Saved entries

###

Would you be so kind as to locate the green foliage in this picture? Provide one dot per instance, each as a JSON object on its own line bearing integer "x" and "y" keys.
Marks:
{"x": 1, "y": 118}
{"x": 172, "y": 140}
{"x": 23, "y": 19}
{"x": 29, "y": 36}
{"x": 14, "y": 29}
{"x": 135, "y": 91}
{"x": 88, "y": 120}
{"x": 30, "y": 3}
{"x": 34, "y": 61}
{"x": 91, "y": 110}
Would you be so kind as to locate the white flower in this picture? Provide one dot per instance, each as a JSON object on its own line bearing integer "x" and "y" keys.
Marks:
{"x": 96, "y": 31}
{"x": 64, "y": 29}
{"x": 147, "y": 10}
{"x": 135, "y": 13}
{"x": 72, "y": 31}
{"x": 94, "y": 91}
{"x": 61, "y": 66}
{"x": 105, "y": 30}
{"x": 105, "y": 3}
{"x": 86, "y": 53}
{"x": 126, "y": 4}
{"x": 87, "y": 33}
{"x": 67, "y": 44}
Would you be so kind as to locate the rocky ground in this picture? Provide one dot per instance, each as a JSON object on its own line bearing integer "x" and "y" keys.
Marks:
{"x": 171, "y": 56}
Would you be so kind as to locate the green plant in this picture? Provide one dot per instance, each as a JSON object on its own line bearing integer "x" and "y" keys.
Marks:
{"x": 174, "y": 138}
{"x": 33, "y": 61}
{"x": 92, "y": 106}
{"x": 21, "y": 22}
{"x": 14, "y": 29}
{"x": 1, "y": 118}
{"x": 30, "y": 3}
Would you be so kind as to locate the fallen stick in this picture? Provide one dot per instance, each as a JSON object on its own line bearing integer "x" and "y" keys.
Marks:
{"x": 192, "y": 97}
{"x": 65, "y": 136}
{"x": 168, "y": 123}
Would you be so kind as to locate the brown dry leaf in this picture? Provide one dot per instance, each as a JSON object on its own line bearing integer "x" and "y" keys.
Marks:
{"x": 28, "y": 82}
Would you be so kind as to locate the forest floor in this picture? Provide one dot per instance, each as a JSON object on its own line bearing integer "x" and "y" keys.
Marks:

###

Activity: This exercise requires that all of the entries be repeated exactly.

Your solution:
Would you be so kind as to locate the green foliage in this picture? Provide one dot per instance, each as a JSON object on its own line bearing integer "x" and "y" keys.
Marks:
{"x": 1, "y": 118}
{"x": 172, "y": 140}
{"x": 23, "y": 19}
{"x": 29, "y": 36}
{"x": 14, "y": 29}
{"x": 135, "y": 91}
{"x": 88, "y": 120}
{"x": 30, "y": 3}
{"x": 34, "y": 61}
{"x": 91, "y": 110}
Would you be so kind as to locate the white flower in this picture? Provide one dot per instance, each as a JSON object on its own line bearing integer "x" and "y" keys.
Marks:
{"x": 96, "y": 31}
{"x": 64, "y": 29}
{"x": 147, "y": 10}
{"x": 135, "y": 13}
{"x": 72, "y": 31}
{"x": 94, "y": 91}
{"x": 61, "y": 66}
{"x": 105, "y": 30}
{"x": 105, "y": 3}
{"x": 86, "y": 53}
{"x": 126, "y": 4}
{"x": 87, "y": 33}
{"x": 67, "y": 44}
Would you be so kind as to locate the rocky ground in this picture? Provide one dot per instance, each as a JSON object on its own line bearing integer "x" and "y" keys.
Marks:
{"x": 171, "y": 56}
Would you be so kind as to locate the green plant in this picture? Provide one dot per instance, each as a JSON object on its own line bearing integer "x" and "y" keys.
Marks:
{"x": 174, "y": 138}
{"x": 33, "y": 61}
{"x": 92, "y": 106}
{"x": 21, "y": 22}
{"x": 14, "y": 29}
{"x": 1, "y": 118}
{"x": 30, "y": 3}
Would you be so kind as to locate the fallen stick in this picture? Provide one dot per instance, each as a JSON object on its own line bearing integer "x" and "y" keys.
Marks:
{"x": 192, "y": 97}
{"x": 65, "y": 136}
{"x": 168, "y": 123}
Would you be so kind as to locate the brown dry leaf in this picture? Provide one dot per instance, each as a JSON object on its own line bearing integer "x" and "y" keys.
Marks:
{"x": 28, "y": 82}
Would you be so kind as to locate the forest floor in this picture? Provide one dot per instance, each as a JSON object on its own line bearing integer "x" and "y" keys.
Marks:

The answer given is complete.